▶ Do this: Please state the mileage the Elvis Stingray forum post gives for the car.

▶ Supplied text:
_____
# Rides



## Spydro (5/5/16)

Found some pictures of the Elvis Stingray I thought I'd post. Figure OT is where they belong.

The Vette was sold new here in Las Vegas late 1972 and turned into an Elvis show car. Has a wild early 70's paint job done with bullet proof IMRON that is still near perfect 43+ years later. The car has always been garaged, was never in snow country, high rainfall areas or exposed to the salt air along the ocean. It had a mural of Elvis on the rear deck playing a guitar that was covered over not long before I bought it (I have snap shots of the mural though). Custom cloth interior, rags and mags is mostly all it got. Otherwise a numbers matching '73 T-Top coupe with all the bells and whistles left stock. Later a heater core bypass was added and the A/C was R-134 upgraded. Do have much of it's paper trail from new, so know it's early life, and the past 35 years or so of it... mostly who owned it and where, what was done to it, etc. For much of the 25 years before I bought the car it was a daily driver. So it has 97K miles on it. But not long before I got it the entire drive train was rebuilt (engine, trans, etc). So it ran like a fine tuned watch right off the transport, has that muscle car rumble they were so famous for. I bought it from a car collector in WA state, had it trucked back to Vegas in an enclosed van to prevent damage to the paint. And it went right into a climate controlled security garage. It has always been garaged since I got it, most of the time in climate garages. 

Taking delivery July 2005.

Reactions: Like 4 | Winner 3


----------



## Spydro (5/5/16)
_____
▶ Supplied data:
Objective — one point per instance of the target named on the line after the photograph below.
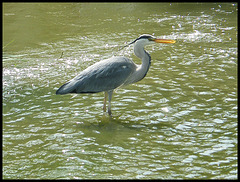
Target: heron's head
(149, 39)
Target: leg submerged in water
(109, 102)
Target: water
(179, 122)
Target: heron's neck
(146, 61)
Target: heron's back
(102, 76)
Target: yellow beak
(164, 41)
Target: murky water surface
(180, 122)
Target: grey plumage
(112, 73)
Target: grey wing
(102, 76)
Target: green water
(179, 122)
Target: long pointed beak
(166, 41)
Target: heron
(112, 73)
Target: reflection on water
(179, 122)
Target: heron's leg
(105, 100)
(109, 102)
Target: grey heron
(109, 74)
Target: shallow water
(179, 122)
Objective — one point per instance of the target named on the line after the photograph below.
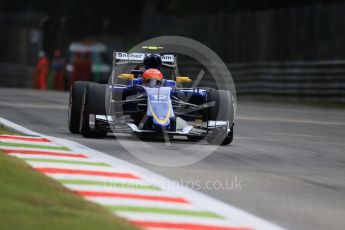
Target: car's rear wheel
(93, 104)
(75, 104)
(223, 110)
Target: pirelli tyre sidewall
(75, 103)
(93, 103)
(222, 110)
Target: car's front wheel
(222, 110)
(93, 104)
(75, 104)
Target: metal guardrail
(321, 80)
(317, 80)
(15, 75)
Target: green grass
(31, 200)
_____
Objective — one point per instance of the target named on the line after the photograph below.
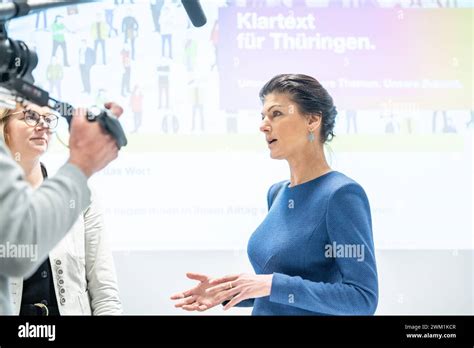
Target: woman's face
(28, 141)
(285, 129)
_____
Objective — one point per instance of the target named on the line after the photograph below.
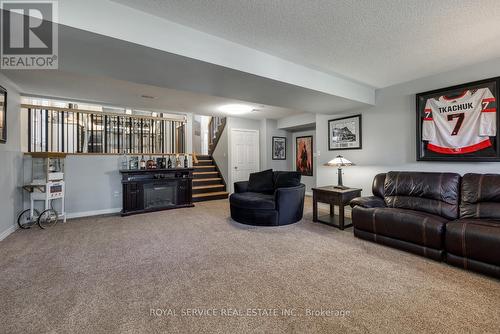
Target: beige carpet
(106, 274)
_____
▶ Result of the exercise: 97K miles